**WORK ITEM**. Using the listing below, report each line holding the string "instance".
—————
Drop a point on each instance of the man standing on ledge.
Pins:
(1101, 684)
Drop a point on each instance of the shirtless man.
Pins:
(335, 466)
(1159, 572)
—————
**ANSWER TO THE PROBLEM**.
Drop a point on each instance of the man standing on ledge.
Drop a point on each instance of the shirtless man.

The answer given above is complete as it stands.